Alumni Profile: The Parkin Way

Santa Monica College (SMC) alum Miranda Parkin is an award-winning voiceover artist and professional animator, but life hasn’t always been smooth sailing in finding their place in the world.

“I’ve been drawing for as long as I could hold a pen,” said Santa Monica College (SMC) alum Miranda Parkin who uses she/they pronouns. They are an award-winning voiceover artist and the newest member of the animation studio Surfer Jack.

Art by Miranda Parkin

Parkin, 21, perched atop a cushion on the floor as they smiled warmly, fringed by their curly pageboy haircut and bold thick, black-rimmed glasses on the tip of their nose. A string guitar rested against the walls of Parkin’s studio, which are lined with a dozen vintage postcards and Guillermo del Toro's Shape of Water movie poster. "I don't really have my own art up, but I will actually be changing that," said Parkin.

Shuttled between two artist parents from the age of three, Parkin lived in a world filled with laughter, inventiveness, and uncertainty. “My dad would take me to museums and camping up and down the coast, and I would draw everything I saw around me,” they said.
#####
EXERCISES TO COMPLETE
(A) Retype the passage of the alumni profile starting at "Santa Monica College (SMC) alum Miranda Parkin is" and ending at "studio Surfer Jack.".
(B) How many lines in the rows contain the string "chair"? Reply with the number alone.

(Part of a data file)
#####
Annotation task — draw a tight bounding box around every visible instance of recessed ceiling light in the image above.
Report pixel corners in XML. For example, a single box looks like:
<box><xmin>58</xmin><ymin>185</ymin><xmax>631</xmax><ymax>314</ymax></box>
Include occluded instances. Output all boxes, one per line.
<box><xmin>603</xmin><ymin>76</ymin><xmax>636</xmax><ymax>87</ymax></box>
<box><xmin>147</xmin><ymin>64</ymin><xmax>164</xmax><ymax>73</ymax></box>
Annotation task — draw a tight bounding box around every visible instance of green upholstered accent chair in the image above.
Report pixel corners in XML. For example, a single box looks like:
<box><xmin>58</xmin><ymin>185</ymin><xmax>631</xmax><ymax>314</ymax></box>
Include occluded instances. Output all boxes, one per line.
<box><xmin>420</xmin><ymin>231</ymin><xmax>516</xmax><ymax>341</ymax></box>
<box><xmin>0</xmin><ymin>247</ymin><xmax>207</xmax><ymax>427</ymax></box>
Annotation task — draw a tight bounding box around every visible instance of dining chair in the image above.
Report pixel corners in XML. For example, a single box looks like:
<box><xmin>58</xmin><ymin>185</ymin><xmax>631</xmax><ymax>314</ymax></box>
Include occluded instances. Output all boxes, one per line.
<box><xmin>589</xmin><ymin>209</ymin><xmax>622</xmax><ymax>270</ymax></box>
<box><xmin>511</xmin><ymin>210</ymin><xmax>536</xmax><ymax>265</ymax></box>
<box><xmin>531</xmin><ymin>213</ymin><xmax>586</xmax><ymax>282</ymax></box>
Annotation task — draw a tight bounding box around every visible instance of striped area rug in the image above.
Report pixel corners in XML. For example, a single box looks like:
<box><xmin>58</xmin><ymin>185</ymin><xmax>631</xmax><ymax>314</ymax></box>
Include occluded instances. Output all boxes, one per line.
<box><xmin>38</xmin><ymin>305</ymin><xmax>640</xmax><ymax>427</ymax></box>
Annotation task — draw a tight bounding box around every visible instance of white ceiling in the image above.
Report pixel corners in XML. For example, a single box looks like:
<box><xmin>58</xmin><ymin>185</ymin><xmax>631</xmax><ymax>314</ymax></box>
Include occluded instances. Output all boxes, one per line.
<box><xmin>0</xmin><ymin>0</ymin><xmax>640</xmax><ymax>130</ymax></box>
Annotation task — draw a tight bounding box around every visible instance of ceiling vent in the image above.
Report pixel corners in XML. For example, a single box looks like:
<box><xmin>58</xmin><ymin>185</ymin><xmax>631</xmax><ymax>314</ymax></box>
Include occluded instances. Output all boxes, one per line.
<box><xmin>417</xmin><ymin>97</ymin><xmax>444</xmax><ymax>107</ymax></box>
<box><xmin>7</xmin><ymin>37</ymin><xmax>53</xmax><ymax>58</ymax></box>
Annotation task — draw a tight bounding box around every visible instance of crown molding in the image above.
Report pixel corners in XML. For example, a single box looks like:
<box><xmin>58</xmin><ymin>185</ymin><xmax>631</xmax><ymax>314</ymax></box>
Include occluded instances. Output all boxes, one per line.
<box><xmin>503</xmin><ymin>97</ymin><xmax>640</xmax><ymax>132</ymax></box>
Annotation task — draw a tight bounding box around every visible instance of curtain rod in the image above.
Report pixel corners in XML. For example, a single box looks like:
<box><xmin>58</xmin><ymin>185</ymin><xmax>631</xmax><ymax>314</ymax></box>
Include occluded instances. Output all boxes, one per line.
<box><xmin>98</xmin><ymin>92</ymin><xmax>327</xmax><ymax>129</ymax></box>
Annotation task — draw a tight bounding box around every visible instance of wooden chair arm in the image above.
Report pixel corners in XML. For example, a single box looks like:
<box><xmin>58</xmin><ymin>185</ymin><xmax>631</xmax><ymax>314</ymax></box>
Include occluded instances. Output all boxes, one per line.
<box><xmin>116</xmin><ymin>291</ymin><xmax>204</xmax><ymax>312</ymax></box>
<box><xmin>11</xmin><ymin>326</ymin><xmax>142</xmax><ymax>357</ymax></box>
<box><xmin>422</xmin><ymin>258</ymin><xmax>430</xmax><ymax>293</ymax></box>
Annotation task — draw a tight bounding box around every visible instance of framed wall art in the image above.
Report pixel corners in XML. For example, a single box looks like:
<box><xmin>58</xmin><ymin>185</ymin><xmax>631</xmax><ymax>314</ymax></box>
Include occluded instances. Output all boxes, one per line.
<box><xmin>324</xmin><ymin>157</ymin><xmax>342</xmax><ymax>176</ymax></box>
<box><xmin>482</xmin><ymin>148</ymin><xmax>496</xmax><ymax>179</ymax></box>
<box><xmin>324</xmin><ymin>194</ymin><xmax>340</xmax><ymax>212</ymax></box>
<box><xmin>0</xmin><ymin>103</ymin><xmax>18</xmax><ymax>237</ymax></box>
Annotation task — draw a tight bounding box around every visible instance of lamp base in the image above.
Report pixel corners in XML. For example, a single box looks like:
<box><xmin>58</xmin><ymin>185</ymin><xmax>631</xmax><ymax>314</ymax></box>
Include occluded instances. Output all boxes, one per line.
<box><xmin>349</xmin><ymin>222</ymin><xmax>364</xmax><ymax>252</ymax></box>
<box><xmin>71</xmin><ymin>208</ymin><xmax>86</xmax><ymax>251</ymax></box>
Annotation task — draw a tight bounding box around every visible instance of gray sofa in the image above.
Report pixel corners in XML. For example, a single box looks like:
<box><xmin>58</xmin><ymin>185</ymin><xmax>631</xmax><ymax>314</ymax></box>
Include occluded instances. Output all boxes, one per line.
#####
ANSWERS TO THE EXERCISES
(A)
Santa Monica College (SMC) alum Miranda Parkin is an award-winning voiceover artist and professional animator, but life hasn’t always been smooth sailing in finding their place in the world.

“I’ve been drawing for as long as I could hold a pen,” said Santa Monica College (SMC) alum Miranda Parkin who uses she/they pronouns. They are an award-winning voiceover artist and the newest member of the animation studio Surfer Jack.

(B) 3